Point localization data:
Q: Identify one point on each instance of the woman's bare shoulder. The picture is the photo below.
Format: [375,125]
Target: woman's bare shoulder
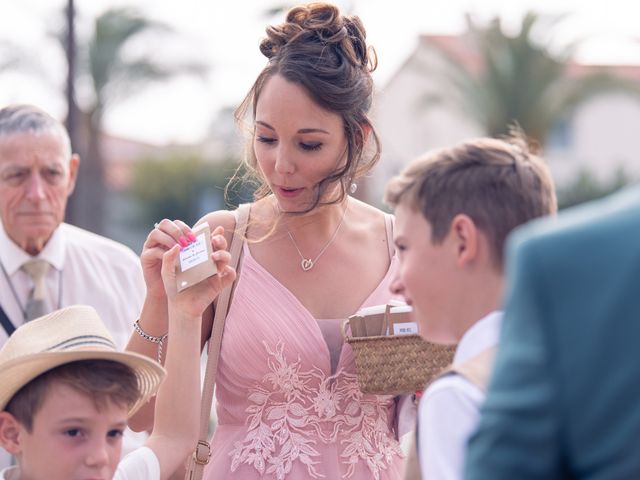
[224,218]
[366,214]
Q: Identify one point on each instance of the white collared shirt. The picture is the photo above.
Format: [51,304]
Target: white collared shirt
[86,269]
[450,408]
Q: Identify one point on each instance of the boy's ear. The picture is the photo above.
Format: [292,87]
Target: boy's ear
[464,235]
[9,433]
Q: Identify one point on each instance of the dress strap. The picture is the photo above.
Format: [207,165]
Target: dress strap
[388,226]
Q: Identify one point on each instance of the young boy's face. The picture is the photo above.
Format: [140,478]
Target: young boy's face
[71,439]
[426,274]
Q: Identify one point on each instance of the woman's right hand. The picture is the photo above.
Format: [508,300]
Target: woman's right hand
[161,239]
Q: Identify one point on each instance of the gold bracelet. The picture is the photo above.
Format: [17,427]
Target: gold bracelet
[151,338]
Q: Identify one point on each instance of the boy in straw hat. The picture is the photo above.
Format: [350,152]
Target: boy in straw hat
[66,393]
[454,209]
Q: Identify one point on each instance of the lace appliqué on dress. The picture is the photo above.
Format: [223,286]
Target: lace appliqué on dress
[291,410]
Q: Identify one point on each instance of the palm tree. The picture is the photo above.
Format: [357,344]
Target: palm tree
[114,75]
[520,81]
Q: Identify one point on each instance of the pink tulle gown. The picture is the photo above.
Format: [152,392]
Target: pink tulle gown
[282,413]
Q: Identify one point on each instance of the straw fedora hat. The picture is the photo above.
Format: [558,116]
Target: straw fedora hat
[64,336]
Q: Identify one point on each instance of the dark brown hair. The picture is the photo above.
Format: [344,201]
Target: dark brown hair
[499,184]
[100,380]
[325,53]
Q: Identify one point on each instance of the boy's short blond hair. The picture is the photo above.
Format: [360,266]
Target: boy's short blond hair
[499,184]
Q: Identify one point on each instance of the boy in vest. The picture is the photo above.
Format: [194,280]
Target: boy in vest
[66,392]
[454,209]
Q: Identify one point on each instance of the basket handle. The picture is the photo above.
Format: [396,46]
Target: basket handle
[387,322]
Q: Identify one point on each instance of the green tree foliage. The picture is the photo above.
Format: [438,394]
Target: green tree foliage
[115,73]
[184,187]
[520,80]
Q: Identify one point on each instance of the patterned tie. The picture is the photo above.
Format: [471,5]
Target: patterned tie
[37,301]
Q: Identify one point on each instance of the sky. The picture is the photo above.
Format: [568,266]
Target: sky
[226,34]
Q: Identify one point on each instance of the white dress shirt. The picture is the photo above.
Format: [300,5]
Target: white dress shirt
[450,408]
[86,269]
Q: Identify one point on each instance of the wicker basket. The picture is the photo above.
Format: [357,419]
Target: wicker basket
[398,364]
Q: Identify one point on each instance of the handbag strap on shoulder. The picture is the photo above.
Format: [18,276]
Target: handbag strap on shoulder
[202,451]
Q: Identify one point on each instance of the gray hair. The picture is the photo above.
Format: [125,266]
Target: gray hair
[29,119]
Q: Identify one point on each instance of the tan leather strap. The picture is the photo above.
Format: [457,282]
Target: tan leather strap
[388,225]
[202,452]
[477,369]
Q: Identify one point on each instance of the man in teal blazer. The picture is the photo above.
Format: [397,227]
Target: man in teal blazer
[564,400]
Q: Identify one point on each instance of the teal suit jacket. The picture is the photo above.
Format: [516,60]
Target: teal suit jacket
[564,400]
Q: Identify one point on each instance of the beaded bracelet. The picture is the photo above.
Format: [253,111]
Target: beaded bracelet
[150,338]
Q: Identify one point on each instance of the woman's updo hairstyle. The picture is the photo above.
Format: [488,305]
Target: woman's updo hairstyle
[325,53]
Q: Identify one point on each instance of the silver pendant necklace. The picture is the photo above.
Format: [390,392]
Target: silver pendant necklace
[307,263]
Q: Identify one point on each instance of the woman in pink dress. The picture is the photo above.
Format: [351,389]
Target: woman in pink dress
[288,402]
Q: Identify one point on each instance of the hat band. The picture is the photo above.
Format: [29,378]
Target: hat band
[83,341]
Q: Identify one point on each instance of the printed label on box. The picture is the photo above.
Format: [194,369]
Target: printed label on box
[194,254]
[405,328]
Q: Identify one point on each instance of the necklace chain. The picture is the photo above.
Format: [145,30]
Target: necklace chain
[307,263]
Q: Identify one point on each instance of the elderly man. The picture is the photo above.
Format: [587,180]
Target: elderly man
[47,264]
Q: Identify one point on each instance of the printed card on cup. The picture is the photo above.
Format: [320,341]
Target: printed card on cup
[194,263]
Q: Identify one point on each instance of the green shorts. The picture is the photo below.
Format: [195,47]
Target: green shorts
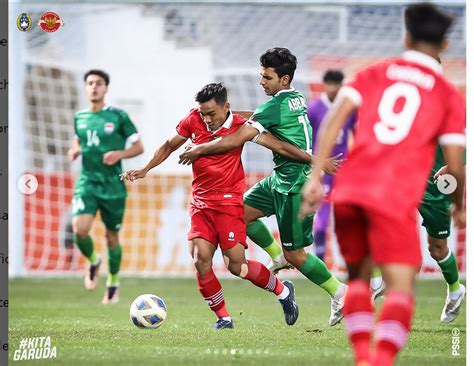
[436,218]
[111,209]
[294,232]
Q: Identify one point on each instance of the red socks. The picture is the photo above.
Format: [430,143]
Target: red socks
[392,328]
[359,318]
[260,276]
[211,290]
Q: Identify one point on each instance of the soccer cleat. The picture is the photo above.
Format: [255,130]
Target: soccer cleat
[377,292]
[289,305]
[111,295]
[276,266]
[92,276]
[451,307]
[221,323]
[336,310]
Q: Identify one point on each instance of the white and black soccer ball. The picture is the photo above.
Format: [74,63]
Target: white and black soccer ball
[148,311]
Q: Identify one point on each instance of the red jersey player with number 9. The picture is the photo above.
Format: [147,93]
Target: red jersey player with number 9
[405,108]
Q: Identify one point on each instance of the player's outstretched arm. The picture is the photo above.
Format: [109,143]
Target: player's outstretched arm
[283,148]
[163,152]
[112,157]
[243,134]
[75,149]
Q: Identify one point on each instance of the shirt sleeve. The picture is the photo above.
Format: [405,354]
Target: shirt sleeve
[183,128]
[452,132]
[127,128]
[265,117]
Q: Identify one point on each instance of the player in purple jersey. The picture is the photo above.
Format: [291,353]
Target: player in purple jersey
[317,109]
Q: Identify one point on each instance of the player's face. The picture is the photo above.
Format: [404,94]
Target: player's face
[213,114]
[271,82]
[331,89]
[95,88]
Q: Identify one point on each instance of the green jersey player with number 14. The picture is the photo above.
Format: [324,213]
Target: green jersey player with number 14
[101,136]
[279,194]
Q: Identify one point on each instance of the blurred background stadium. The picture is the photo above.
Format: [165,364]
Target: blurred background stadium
[158,56]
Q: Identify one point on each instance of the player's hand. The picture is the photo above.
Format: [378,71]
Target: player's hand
[332,164]
[72,154]
[459,217]
[112,157]
[443,170]
[133,174]
[313,196]
[189,155]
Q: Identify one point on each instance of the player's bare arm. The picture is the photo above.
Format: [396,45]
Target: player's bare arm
[313,193]
[243,134]
[112,157]
[160,155]
[75,149]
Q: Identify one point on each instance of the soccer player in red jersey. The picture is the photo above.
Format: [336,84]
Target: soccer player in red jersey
[217,211]
[405,108]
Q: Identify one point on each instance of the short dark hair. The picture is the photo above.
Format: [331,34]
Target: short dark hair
[281,59]
[215,91]
[333,76]
[426,23]
[99,73]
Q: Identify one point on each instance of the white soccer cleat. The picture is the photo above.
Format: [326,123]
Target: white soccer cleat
[336,309]
[451,307]
[92,276]
[277,265]
[377,292]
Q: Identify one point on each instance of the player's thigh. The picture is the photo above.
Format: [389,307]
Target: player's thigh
[202,251]
[112,212]
[295,233]
[436,218]
[351,229]
[259,200]
[202,225]
[394,239]
[230,227]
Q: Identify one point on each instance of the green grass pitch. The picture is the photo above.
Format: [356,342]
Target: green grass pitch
[88,333]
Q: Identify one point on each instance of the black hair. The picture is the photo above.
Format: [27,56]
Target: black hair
[99,73]
[426,23]
[333,76]
[215,91]
[281,59]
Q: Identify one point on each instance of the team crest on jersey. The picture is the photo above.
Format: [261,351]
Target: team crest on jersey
[50,22]
[109,128]
[23,22]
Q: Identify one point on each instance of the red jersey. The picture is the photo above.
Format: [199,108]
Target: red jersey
[406,107]
[218,180]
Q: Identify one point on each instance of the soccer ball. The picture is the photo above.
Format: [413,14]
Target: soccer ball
[148,311]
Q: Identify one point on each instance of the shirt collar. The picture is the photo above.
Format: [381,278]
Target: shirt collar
[423,59]
[285,91]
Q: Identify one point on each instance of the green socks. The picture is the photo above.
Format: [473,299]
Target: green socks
[260,235]
[316,271]
[449,268]
[86,246]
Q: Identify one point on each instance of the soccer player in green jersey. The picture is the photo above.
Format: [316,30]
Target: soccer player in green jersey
[279,194]
[101,136]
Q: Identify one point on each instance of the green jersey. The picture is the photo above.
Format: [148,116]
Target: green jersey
[432,193]
[98,133]
[285,117]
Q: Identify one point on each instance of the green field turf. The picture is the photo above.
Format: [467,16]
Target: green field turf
[88,333]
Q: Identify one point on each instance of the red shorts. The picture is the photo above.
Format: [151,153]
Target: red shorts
[226,227]
[388,240]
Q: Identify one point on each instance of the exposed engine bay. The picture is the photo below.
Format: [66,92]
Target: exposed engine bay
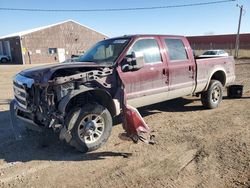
[40,101]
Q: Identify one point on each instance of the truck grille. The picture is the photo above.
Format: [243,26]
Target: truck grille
[20,86]
[20,95]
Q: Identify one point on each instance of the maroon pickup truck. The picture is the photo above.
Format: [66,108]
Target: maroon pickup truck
[80,98]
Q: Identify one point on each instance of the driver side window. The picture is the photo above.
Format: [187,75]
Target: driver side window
[149,48]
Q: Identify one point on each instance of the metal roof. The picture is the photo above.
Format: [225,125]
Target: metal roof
[22,33]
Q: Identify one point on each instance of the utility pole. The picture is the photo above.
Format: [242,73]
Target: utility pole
[237,43]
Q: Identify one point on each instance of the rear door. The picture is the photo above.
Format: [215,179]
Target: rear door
[181,66]
[151,79]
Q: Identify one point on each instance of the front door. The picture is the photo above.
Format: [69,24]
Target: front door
[181,67]
[144,85]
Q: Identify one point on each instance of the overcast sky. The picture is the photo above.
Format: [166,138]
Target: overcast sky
[198,20]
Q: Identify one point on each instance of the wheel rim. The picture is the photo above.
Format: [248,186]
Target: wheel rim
[216,94]
[91,128]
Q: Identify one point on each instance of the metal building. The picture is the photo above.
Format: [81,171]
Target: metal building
[49,44]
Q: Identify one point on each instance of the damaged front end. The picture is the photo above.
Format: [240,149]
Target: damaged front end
[39,102]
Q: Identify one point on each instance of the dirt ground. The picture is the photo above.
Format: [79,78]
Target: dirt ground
[194,147]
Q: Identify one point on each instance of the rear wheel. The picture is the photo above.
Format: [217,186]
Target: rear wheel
[213,96]
[4,60]
[90,127]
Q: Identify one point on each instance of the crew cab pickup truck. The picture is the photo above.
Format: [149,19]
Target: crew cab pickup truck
[80,98]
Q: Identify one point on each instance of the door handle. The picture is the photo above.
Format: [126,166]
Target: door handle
[164,72]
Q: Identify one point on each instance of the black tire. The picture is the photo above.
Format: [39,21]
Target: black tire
[4,60]
[78,120]
[213,96]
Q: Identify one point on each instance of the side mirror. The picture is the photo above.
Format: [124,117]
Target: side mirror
[133,62]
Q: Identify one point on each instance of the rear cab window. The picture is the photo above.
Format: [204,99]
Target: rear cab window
[176,49]
[149,48]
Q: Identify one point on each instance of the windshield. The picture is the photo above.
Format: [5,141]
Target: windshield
[106,51]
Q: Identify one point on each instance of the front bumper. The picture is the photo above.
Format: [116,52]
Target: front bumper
[18,114]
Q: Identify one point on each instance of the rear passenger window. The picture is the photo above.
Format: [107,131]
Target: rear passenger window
[149,48]
[176,49]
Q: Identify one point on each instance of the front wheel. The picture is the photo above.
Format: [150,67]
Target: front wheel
[213,96]
[90,127]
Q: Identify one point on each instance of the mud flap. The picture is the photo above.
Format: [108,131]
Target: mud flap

What the exercise asks:
Your task is to restate, word for word, only those lines above that fall between the line holding "Format: [331,34]" and the line holding "Format: [473,299]", inclusive.

Answer below:
Format: [331,34]
Target: short dark hair
[281,59]
[215,91]
[333,76]
[426,23]
[99,73]
Q: Identify one point on each instance of the white soccer cleat. The picture is the photo above.
Format: [326,123]
Target: white soccer cleat
[336,309]
[451,307]
[92,276]
[277,265]
[377,292]
Q: Identify one point on each instance of the player's thigh. The picture is the photo above.
Format: [389,307]
Target: player's thigh
[202,251]
[112,212]
[295,233]
[436,218]
[351,229]
[259,200]
[202,225]
[394,239]
[230,227]
Q: Identify one point on each instance of the green grass pitch. The picture is the photo above.
Format: [356,342]
Target: green grass pitch
[88,333]
Q: Identify one point on each instance of the black hair. The picture is the photo above.
Format: [27,56]
Target: black hair
[99,73]
[426,23]
[333,76]
[215,91]
[281,59]
Q: Identify one point on each instance of the team crest on jersey. The picture is the photo above.
Format: [261,351]
Target: team crest on jersey
[50,22]
[109,128]
[23,22]
Q: Identify one point on each instance of the red jersey. The picture is the photo above.
Format: [199,108]
Target: red jersey
[406,107]
[218,180]
Q: Identify one point on each instance of the soccer ball. The picture is the photo above.
Format: [413,14]
Target: soccer ball
[148,311]
Q: Identify one point on each instance of the shirt collar. The picture is the photo above.
Format: [381,278]
Target: shirt collar
[423,59]
[285,91]
Q: Identify one point on each instance of the green socks. The picture is the photo above.
Format: [473,299]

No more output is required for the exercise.